I just exchanged into a single-family rental as my replacement property. I completed the exchange in my name alone. Can I deed my spouse onto the property after the exchange?
This is not encouraged; tax advisors and CPAs usually suggest waiting until the exchange is complete and an adequate amount of time has passed. There is a holding period that the IRS looks at to prove the property was purchased as an investment property. IRS guidelines suggest that the minimum holding period is two years, however, the consecutive tax filing could shorten that term.
Can the replacement property eventually be converted to the taxpayer’s primary residence or a vacation home?
Yes, but the Exchangor should establish the replacement property as investment property first. Also, once the property has been converted to the Exchangor’s primary residence or personal use he/she must hold onto the replacement property for a minimum of five years and have lived in the home for at least two of the five years (does not have to be consecutively) before selling the property and taking advantage of the primary residence capital gains exclusion.
What if I cannot identify any replacement property within 45 days, or close on a replacement property before the end of the exchange period?
======
▶ Prompt 1
Count the lines of the records that contain the string "plank", matching case exactly, and give only the number.

▶ The records
======
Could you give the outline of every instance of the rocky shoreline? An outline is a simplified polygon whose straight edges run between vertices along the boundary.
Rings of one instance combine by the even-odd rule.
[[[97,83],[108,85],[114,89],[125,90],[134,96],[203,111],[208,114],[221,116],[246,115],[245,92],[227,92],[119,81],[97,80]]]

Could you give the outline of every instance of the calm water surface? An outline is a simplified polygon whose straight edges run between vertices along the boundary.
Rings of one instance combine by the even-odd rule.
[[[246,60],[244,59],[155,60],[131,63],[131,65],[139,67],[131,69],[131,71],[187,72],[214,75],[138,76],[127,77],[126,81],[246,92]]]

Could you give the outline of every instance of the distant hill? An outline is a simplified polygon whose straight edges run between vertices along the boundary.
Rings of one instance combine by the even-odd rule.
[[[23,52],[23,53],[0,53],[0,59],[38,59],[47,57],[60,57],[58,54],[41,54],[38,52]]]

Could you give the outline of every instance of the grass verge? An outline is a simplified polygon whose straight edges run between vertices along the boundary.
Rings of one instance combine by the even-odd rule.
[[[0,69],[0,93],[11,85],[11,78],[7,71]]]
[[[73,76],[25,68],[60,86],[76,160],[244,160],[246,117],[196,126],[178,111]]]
======
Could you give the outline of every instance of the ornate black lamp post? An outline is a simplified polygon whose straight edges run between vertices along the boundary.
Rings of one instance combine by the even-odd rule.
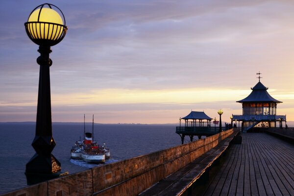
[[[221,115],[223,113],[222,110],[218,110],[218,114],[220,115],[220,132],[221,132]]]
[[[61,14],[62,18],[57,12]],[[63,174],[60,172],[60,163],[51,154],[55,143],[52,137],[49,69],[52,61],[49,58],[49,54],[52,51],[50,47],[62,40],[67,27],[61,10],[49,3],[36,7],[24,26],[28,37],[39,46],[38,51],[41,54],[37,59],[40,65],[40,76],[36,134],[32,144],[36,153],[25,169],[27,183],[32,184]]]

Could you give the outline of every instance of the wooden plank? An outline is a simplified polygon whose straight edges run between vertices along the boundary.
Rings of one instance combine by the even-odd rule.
======
▶ Prompt 2
Proceed with the property exchange FAQ above, picking up right after its final line.

▶ Written answer 1
1

▶ Written answer 2
NO EXTENSION IS ALLOWED EVEN IF THIS DATE HAPPENS TO FALL ON A SATURDAY, SUNDAY OR LEGAL HOLIDAY (with the exception of a Presidential Disaster Declaration). If the Exchangor does not meet the time limits of the exchange, the exchange will fail and the Exchangor will have to pay any taxes due from the sale of the relinquished property.
When can I take money out of the exchange account?
Since the Exchangor cannot have “constructive receipt” of the exchange funds, once the funds are deposited into the trust account, the Exchangor cannot receive any money until the exchange requirements have been met. It is possible for the Exchangor to receive a portion of the relinquished property funds at closing, provided this has been discussed and arranged with the Qualified Intermediary ahead of time. This is referred to as “Cash Boot” and is subject to capital gains tax.
In order to meet the safe harbor guidelines, a qualified intermediary must abide by the “g6” guidelines, which place restrictions on the ability of the Exchangor to access funds while the QI is in possession of the exchange funds.
How much do I have to reinvest into my Replacement Property?
For an exchange to be completely tax-deferred (all gain to be deferred) the reinvestment in the replacement property must be equal to or greater than the relinquished property. The Exchangor may not receive any cash at closing from the relinquished property and all proceeds in the exchange account must be reinvested in the replacement property. If applicable, the new or assumed loan should be equal to or greater than the debt paid off on the relinquished property, or the Exchangor must come in with cash (at closing on the replacement property) to offset the difference.
Can I do a partial exchange?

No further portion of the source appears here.